Entries from a point annotation set
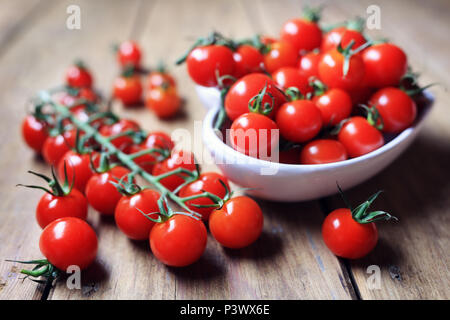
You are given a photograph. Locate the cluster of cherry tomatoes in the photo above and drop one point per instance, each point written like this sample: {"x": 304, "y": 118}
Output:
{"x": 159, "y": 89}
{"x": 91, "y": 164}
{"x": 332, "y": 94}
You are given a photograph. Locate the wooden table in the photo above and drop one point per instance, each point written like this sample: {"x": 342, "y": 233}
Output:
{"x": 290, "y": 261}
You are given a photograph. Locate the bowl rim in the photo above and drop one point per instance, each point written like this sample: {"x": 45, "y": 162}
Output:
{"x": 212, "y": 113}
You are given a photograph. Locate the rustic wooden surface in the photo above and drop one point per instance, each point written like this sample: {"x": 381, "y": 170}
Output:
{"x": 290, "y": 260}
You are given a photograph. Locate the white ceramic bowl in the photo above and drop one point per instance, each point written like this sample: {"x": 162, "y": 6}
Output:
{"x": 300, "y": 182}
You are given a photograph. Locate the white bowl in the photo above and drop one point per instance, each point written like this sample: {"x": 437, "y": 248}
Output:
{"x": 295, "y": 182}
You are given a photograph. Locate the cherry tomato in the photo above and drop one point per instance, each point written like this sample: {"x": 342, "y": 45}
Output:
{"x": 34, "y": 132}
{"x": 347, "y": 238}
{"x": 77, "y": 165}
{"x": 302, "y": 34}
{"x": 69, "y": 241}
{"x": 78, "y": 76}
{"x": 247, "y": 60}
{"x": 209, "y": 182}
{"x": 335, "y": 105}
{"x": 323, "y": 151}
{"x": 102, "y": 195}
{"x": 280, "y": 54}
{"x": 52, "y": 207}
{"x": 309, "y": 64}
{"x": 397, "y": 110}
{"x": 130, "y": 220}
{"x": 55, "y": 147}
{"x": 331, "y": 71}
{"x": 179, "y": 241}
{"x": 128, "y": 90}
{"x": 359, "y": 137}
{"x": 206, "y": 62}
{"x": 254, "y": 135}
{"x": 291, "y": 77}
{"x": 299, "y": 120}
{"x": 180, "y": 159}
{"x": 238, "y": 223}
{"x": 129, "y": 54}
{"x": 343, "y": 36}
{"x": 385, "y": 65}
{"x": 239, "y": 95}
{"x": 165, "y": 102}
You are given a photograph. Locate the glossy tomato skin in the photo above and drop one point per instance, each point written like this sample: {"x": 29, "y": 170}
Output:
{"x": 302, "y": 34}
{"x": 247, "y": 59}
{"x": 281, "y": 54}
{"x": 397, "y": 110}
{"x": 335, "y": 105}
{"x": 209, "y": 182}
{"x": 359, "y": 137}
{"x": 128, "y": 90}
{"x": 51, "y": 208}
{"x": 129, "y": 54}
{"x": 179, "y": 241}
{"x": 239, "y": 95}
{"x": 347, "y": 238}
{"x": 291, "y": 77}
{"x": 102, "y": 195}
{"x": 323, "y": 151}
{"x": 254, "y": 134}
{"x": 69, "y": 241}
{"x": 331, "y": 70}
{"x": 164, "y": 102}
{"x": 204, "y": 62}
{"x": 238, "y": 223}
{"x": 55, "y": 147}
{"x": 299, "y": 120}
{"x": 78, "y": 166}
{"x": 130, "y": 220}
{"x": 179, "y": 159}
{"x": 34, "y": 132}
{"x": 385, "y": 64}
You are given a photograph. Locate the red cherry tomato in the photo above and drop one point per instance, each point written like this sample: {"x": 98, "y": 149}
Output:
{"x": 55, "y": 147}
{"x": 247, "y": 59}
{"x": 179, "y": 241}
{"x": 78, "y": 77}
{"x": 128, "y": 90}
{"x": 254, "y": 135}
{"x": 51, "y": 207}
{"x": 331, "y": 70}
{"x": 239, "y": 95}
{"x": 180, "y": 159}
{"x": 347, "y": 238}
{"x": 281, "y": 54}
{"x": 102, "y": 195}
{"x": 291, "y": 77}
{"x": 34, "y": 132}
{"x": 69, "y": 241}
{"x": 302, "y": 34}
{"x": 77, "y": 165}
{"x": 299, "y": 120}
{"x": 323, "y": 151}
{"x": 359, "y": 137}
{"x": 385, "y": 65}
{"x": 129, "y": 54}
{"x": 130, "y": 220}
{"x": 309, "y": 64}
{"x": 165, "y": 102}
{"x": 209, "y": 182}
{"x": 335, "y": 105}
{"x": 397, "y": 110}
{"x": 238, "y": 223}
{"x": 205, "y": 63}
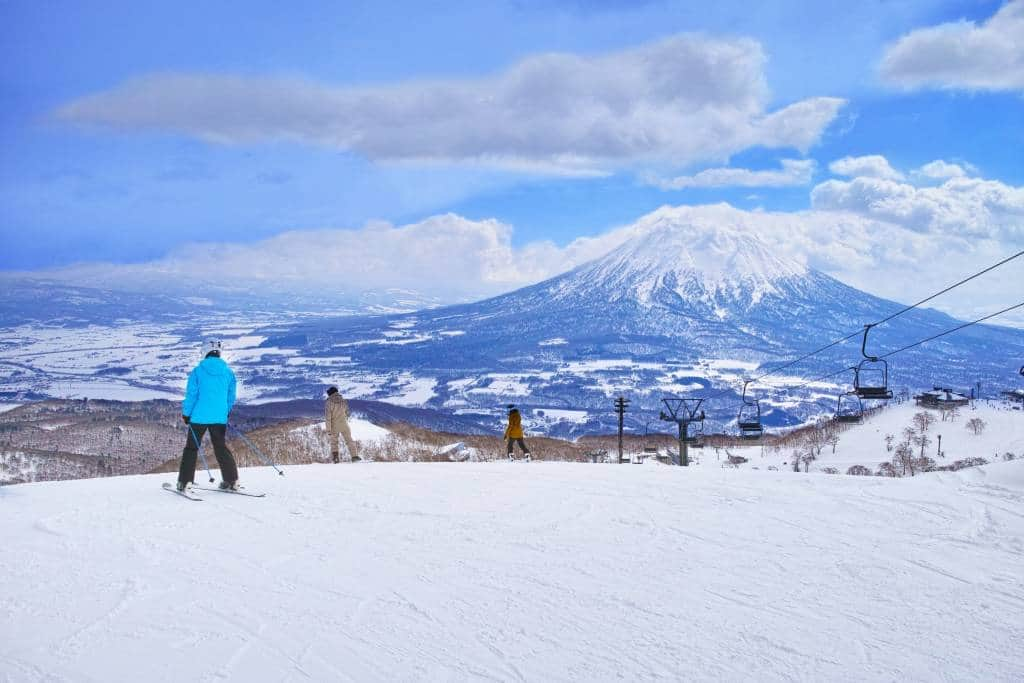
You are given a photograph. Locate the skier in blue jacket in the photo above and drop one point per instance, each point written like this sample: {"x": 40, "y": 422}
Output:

### Directions for this task
From start to finish, output the listing exactly, but omit its pictures.

### Worked solution
You are given a photograph. Locate the cluster of cherry tomatoes in the photo above and drop one point per instance, each point written like this sample: {"x": 304, "y": 118}
Output:
{"x": 159, "y": 89}
{"x": 91, "y": 164}
{"x": 332, "y": 94}
You are given a photograph. Locate the wooden table in the photo above and drop one point per instance, each point written like this sample: {"x": 342, "y": 233}
Output:
{"x": 290, "y": 261}
You are given a photograph. Locate the bowl rim in the photo above and drop one point per instance, each point written like this sample: {"x": 45, "y": 162}
Output:
{"x": 212, "y": 113}
You are given a photograph. Locate the rustic wooden surface in the photo above and drop one point per instance, each point written like this sample: {"x": 381, "y": 170}
Output:
{"x": 290, "y": 260}
You are given a photograph. Locate the white ceramic bowl in the photo above and drop one point per instance, each point written like this sample: {"x": 162, "y": 6}
Output:
{"x": 300, "y": 182}
You are given a photograph. Locate the white bowl in the photo above and drop one point per instance, each point written like this sample: {"x": 437, "y": 248}
Output:
{"x": 295, "y": 182}
You are given a photograph. Locate the cherry tomato in the photo above and drop one point per instance, each point written like this sample: {"x": 342, "y": 45}
Output:
{"x": 34, "y": 132}
{"x": 347, "y": 238}
{"x": 77, "y": 165}
{"x": 302, "y": 34}
{"x": 69, "y": 241}
{"x": 78, "y": 76}
{"x": 247, "y": 60}
{"x": 209, "y": 182}
{"x": 335, "y": 105}
{"x": 323, "y": 151}
{"x": 102, "y": 195}
{"x": 280, "y": 54}
{"x": 52, "y": 207}
{"x": 309, "y": 64}
{"x": 397, "y": 110}
{"x": 130, "y": 220}
{"x": 55, "y": 147}
{"x": 331, "y": 71}
{"x": 179, "y": 241}
{"x": 128, "y": 90}
{"x": 359, "y": 137}
{"x": 206, "y": 62}
{"x": 254, "y": 135}
{"x": 291, "y": 77}
{"x": 299, "y": 120}
{"x": 180, "y": 159}
{"x": 238, "y": 223}
{"x": 129, "y": 54}
{"x": 343, "y": 36}
{"x": 385, "y": 65}
{"x": 239, "y": 95}
{"x": 165, "y": 102}
You are given a photograph. Locate the glossy tomato skin in the photo above and drop one point per instance, each point written like this sample: {"x": 29, "y": 170}
Output:
{"x": 302, "y": 34}
{"x": 247, "y": 59}
{"x": 281, "y": 54}
{"x": 397, "y": 110}
{"x": 335, "y": 105}
{"x": 209, "y": 182}
{"x": 359, "y": 137}
{"x": 128, "y": 90}
{"x": 51, "y": 208}
{"x": 129, "y": 54}
{"x": 179, "y": 241}
{"x": 239, "y": 95}
{"x": 347, "y": 238}
{"x": 291, "y": 77}
{"x": 102, "y": 195}
{"x": 323, "y": 151}
{"x": 254, "y": 134}
{"x": 69, "y": 241}
{"x": 331, "y": 70}
{"x": 164, "y": 102}
{"x": 204, "y": 62}
{"x": 238, "y": 223}
{"x": 55, "y": 147}
{"x": 299, "y": 120}
{"x": 78, "y": 166}
{"x": 130, "y": 220}
{"x": 179, "y": 159}
{"x": 34, "y": 132}
{"x": 385, "y": 64}
You are given a photograph. Locate the red cherry tomato in the photo above and drop one point per instance, each point written like this sample: {"x": 98, "y": 149}
Output:
{"x": 55, "y": 147}
{"x": 247, "y": 59}
{"x": 179, "y": 241}
{"x": 78, "y": 77}
{"x": 128, "y": 90}
{"x": 254, "y": 135}
{"x": 51, "y": 207}
{"x": 331, "y": 70}
{"x": 239, "y": 95}
{"x": 180, "y": 159}
{"x": 347, "y": 238}
{"x": 281, "y": 54}
{"x": 102, "y": 195}
{"x": 291, "y": 77}
{"x": 34, "y": 132}
{"x": 69, "y": 241}
{"x": 302, "y": 34}
{"x": 77, "y": 165}
{"x": 299, "y": 120}
{"x": 323, "y": 151}
{"x": 359, "y": 137}
{"x": 385, "y": 65}
{"x": 129, "y": 54}
{"x": 130, "y": 220}
{"x": 309, "y": 64}
{"x": 165, "y": 102}
{"x": 209, "y": 182}
{"x": 335, "y": 105}
{"x": 397, "y": 110}
{"x": 238, "y": 223}
{"x": 205, "y": 63}
You are given a photograph. Locate the skier in blue jacket in the photo above and drop one point per instance, each point written like this sample: {"x": 40, "y": 422}
Output:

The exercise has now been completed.